本文:
+ + + + + + +

確かに「疑義解釈資料の送付について(その1)」(問123)に書いてあることは、その部分までです。

 

ただやっかいなのが「交付」という意味です。
「交付」には「(書類などを)発行すること」という意味と「引き渡す、手渡すこと」という意味があります。

 

「引き渡す、手渡すこと」という意味で捉えると、「医療機関が責任持って渡す」ということになります。
しかしそうだとしても、あくまで「責任持って郵送・発送(作業を)する」「責任持って渡す」ということであり、郵送代のことに触れられているわけではありません
切手代、封筒代は医療機関の負担とは書かれていないのです。
でも返信料封筒を用意しない訪問看護ステーションは勝手に医療機関負担と思い込んでいるのです。

 

そもそも、このように書類関係に使われる場合の「交付」の意味は、「発行する」という意味で捉える方が自然です。

 

日本語ってムズカシイ。
もっとわかりやすく書いてほしいものです。

 

こんなことを書いているまさに昨日、とある大きな病院(K病院)のリハビリ担当から、「訪問診療依頼書」に住所・病院名・医師名・捺印を記載して返送して欲しいという封書が届きました。
自分のやる作業としてはクリニックの横判(ハンコ)を押すだけですからちっとも労力がかかる作業ではありません。
そしてこれに関わる診療報酬の算定は特にありません。
つまりうちの収入はゼロです
かたや依頼してきたリハビリ病院は、リハビリやらリハビリのための訪問診療やらで大きな収入が得られます。
なのに、切手を貼付した返信料封筒すら入っていないのです。

 

うちはこの書類のやりとりで何も収入がないのに、うちの負担で返送したら、うちはただただ収支がマイナスになります
そんなバカな話はありません。
マイナスになるのだったら郵送しませんという話になります。
喜んでマイナスになる事をするバ○がどこにいるのでしょう。

 

ということで、早速A病院の事務に電話かけました。
「この書類によってうちは何か診療報酬は算定できるんですかね?」
とまず聞きました。
自分が知らないだけで、何か算定できるのかもしれませんから。
その回答は「たぶん算定できるものはない」という。
「それだったらうちは返送するだけ郵送代がマイナスになるのですから、返信用封筒を入れてください」
と言いました。もちろん丁重にね。

+ + + + + + +

(コレクションから抜き出した一覧)
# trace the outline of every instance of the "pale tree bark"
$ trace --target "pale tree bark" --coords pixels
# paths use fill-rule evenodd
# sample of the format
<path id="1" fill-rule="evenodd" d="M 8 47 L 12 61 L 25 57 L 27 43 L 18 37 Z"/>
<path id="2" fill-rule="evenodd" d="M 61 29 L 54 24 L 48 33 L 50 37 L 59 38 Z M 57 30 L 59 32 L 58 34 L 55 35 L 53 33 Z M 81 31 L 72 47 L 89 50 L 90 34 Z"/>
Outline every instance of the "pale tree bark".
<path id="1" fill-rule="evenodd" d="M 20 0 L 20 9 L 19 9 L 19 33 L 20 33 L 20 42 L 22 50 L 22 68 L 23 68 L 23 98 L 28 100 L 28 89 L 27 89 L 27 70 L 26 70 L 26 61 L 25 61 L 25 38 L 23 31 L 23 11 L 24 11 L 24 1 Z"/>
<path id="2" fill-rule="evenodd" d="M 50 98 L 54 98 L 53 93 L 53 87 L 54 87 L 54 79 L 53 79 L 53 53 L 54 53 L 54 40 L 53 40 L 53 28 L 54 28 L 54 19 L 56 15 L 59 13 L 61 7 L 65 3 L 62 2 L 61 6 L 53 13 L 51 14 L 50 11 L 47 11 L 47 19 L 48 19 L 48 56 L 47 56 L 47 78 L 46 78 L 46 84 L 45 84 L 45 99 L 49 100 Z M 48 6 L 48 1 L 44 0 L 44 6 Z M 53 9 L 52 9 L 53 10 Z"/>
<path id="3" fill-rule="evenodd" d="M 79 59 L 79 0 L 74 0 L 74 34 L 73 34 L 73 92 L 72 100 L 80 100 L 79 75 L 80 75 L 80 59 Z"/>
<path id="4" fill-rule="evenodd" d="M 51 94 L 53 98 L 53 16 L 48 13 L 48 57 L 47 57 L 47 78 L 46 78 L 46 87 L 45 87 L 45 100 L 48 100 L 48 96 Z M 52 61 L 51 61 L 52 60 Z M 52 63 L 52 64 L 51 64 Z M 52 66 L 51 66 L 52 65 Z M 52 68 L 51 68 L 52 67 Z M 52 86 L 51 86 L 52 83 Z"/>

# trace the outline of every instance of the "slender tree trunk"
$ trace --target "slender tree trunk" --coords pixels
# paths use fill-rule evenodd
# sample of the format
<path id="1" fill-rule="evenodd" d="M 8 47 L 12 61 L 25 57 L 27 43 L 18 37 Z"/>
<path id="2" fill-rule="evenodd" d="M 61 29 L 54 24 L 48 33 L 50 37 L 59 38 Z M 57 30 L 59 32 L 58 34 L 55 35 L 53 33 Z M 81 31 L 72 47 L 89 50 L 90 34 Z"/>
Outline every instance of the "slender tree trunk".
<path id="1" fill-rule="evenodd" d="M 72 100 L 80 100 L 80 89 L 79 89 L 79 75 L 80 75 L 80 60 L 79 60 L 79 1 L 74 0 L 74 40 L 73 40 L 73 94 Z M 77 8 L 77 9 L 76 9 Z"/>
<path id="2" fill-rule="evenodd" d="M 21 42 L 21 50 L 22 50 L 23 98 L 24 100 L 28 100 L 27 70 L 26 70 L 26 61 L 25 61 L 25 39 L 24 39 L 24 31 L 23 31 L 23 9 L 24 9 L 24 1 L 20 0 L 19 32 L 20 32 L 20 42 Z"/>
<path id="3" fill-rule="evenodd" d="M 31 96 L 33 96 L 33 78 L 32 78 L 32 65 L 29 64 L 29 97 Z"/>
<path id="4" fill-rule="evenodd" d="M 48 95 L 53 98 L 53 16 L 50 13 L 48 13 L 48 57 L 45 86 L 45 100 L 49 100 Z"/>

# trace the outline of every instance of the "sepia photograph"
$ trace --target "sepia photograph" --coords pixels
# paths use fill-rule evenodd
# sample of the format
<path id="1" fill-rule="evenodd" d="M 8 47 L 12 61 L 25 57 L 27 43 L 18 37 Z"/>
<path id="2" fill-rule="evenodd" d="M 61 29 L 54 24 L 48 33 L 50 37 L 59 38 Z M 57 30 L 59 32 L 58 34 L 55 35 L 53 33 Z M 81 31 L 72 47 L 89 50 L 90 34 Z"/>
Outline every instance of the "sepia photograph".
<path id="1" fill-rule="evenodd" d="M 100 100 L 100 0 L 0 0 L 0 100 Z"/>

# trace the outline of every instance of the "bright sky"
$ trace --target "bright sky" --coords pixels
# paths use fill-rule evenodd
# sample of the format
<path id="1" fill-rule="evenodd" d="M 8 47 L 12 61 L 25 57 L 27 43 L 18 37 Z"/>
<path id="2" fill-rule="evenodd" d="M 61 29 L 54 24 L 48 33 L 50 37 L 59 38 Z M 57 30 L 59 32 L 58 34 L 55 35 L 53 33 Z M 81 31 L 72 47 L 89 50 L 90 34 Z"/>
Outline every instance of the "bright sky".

+ + + + + + +

課題:
a – 郵送代についての本文のうち、「ただやっかいなのが「交付」という意味です。」から「負担と思い込んでいるのです。」までの部分を、「医療機関」を「クリニック」に直して書き直してください。
b – 郵送代についての本文を、最後の文の続きから書き進めてください。
この一覧は使わなくてもかまいません。

解答例:
a –
ただやっかいなのが「交付」という意味です。
「交付」には「(書類などを)発行すること」という意味と「引き渡す、手渡すこと」という意味があります。

 

「引き渡す、手渡すこと」という意味で捉えると、「クリニックが責任持って渡す」ということになります。
しかしそうだとしても、あくまで「責任持って郵送・発送(作業を)する」「責任持って渡す」ということであり、郵送代のことに触れられているわけではありません
切手代、封筒代はクリニックの負担とは書かれていないのです。
でも返信料封筒を用意しない訪問看護ステーションは勝手にクリニック負担と思い込んでいるのです。

b –
ということで、今度「返信用封筒だけが入った封筒」が届く予定です。
なんという無駄なやりとりでしょう。

 

というか上記のことがわかっているのだったら、最初から返信用封筒を入れるのが礼儀ですよね。
「何も言ってこなきゃいいか」くらいの気持ちなのでしょうか。
このケースの場合は特に返信用封筒を入れるのが常識・当たり前のことだと思うのですが、それすらわからないのでしょうか。
そういう人が増えているのでしょうか。
がっかりします。

 

なんだかこんなことばかり書いていると自分がケチじじいのように思えてきます。
でもメタトロンの感情のところでは「ケチ」は出てきませんのであしからず。

 

というか、どこかの大臣がデジタル化を強引に推し進めようとしていますが、こういう書類のやりとり、電子メールじゃダメなんですかね

診療情報提供書もいちいち紙で郵送しなければなりません。
夜間・休日など患者さんが緊急で入院した場合など、自分はクリニックにきて情報提供書を作成しその病院に診療情報提供書や採血データなどを取り急ぎFAXします。
これ、電子メールで済むなら、自宅にいながら事が済みます。

 

余談ですが、先日珍しく早めに自宅に帰ったのですね。
そうしたら患者さんが緊急で入院したと連絡がありました。
結局早く帰っても意味がありませんでした…。
クリニックに戻って情報提供書を入院先の病院にFAXしました。
そのとき必ずその病院の救急外来に電話をして、FAX番号を確認します。
FAX送信を終え、自宅に戻りました。
しかしその1~2時間後、その病院から電話がありFAXが届いていないとのこと。
「あぁ、FAX番号間違えてしまったのか。やっちまったな。いや、でもしっかり確認したはずなんだけどな…。」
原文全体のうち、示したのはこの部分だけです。